--- START ---
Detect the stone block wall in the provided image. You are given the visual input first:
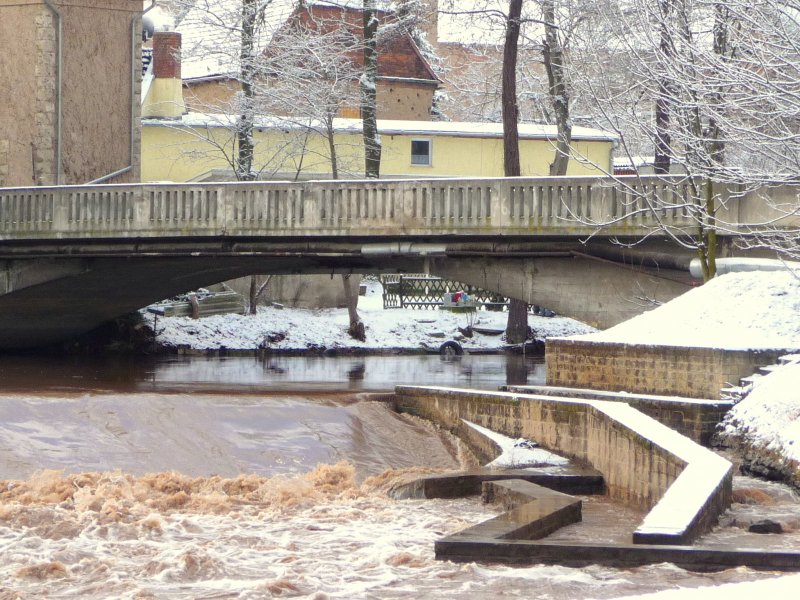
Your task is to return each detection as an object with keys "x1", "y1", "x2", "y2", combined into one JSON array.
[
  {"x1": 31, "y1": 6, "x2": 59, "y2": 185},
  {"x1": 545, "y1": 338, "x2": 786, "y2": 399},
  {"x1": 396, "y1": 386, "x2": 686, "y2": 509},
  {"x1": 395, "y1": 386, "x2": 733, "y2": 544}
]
--- END ---
--- START ---
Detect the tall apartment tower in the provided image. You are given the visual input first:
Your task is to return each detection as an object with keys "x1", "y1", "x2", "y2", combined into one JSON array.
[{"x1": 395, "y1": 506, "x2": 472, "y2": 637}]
--- END ---
> **WHAT YOU WILL DO**
Return each line of the material above that contains the string "first". Case counts.

> **CORRECT ANSWER**
Detect the stone block wall in the provided image. You are given the visual input first:
Detect the tall apartment tower in the provided image. You are given the visual input first:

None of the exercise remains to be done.